▶ [WHAT TO WORK ON]
a: Answer these from the executive order text, one answer per line, marked like the questions:
(i) On what date did President Biden sign the Order?
(ii) Which two kinds of grants does the Order's definition of "Federal financial assistance" mention?
(iii) What kind of plan does the Order tell agencies to prioritize in projects?
b: For each statement, say whether the executive order text supports it. Give yes or no, followed by the words from the executive order text that settle it.
(i) The Order's definition of "Federal financial assistance" covers loans and rebates as well as grants.
(ii) President Biden signed the Order in October 2024.
(iii) Agreements providing for employer neutrality toward union organizing are among those the Order lists.
c: Extend the executive order text beyond its final sentence.

▶ [DOCUMENT TEXT]
President Biden Signs Executive Order Directing Agencies to Prioritize Pro-Union and Union Neutrality Policies

On September 6, 2024, President Biden signed an Executive Order on Investing in America and Investing in American Workers (the “Order”), that, among other things, aims to provide “incentives for federally assisted projects with high labor standards – including collective bargaining agreements, project labor agreements, and certain community benefits agreements.” Specifically, the Order directs federal agencies to prioritize projects that provide “high labor standards” for “Federal financial assistance,” which is defined as “funds obtained from or borrowed on the credit of the Federal Government pursuant to grants (whether formula or discretionary), loans, or rebates, or projects undertaken pursuant to any Federal program involving such grants, loans, or rebates.”

The Order expressly instructs agencies to prioritize projects that “provide a clear plan for efficient project delivery by promoting positive labor-management relations.” This includes project labor agreements, collective bargaining agreements, community benefits agreements, and other “agreements designed to facilitate first collective bargaining agreements, voluntary union recognition, and neutrality by the employer with respect to union organizing.”

▶ [LISTED RECORDS]
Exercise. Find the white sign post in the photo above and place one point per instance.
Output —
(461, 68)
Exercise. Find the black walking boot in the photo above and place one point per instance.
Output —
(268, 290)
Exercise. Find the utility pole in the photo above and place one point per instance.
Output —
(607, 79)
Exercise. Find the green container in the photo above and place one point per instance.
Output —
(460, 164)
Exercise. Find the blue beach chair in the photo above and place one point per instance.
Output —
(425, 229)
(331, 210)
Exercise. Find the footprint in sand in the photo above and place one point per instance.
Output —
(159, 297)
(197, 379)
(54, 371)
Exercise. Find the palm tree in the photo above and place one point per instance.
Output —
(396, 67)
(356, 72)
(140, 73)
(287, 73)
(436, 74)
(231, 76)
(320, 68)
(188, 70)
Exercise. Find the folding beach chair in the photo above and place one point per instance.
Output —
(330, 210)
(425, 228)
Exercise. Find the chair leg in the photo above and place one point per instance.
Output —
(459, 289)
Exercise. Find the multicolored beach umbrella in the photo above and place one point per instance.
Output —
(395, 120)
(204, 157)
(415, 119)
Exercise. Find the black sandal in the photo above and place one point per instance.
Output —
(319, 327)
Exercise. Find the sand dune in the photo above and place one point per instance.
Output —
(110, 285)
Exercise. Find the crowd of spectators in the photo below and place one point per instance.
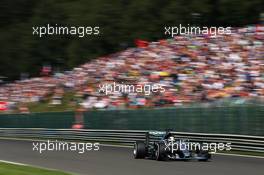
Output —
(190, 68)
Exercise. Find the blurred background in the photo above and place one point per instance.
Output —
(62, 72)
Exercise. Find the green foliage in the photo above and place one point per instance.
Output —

* * *

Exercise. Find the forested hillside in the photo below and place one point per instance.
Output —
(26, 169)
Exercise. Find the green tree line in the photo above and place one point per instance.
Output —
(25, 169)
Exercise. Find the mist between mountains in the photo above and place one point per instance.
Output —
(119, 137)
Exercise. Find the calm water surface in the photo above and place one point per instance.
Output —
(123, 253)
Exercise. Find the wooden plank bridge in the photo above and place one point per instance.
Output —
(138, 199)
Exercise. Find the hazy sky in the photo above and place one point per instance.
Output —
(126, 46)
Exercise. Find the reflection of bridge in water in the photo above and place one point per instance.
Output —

▶ [TASK RESPONSES]
a:
(i) September 6, 2024
(ii) Formula and discretionary grants
(iii) A clear plan for efficient project delivery by promoting positive labor-management relations

b:
(i) Yes: "grants (whether formula or discretionary), loans, or rebates"
(ii) No: "On September 6, 2024, President Biden signed an Executive Order"
(iii) Yes: "neutrality by the employer with respect to union organizing"

c:
In addition, the Order directs agencies to prioritize projects that: (i) “enhance worker productivity by promoting family-sustaining wages”; (ii) supply particular benefits, including paid leave (e.g., paid sick, family, and medical leave), healthcare benefits, retirement benefits, and child, dependent, and elder care; (iii) enact policies designed to combat discrimination that impacts workers from underserved communities; (iv) expand worker access to high-quality training and credentials that will “lead to good jobs” and strengthen workforce development; and (v) promote and protect worker health and safety. Per the Order, projects that use, among other things, union pattern wage scales, joint labor-management partnerships to invest in “union-affiliated training programs, registered apprenticeships, and pre-apprenticeship programs,” or policies that encourage worker and union participation in the design and implementation of workplace safety and health management systems, will assist in satisfying the goal of achieving “high labor standards” and should be prioritized.

To effectuate the Order’s priorities, agencies are instructed to consider including application evaluation criteria or selection factors that will prioritize those applicants for federal assistance that adopt or provide a specific plan to adopt the priorities set forth in the Order. Agencies also must consider, among other things, publishing relevant guidance, such as best practice guides, engaging more deeply with applicants prior to any award of federal assistance “to ensure that applicants understand the benefits of [the Order’s] priorities for key programs and projects,” and collecting relevant data to evaluate and monitor the progress of funding recipients in satisfying the Order’s goals.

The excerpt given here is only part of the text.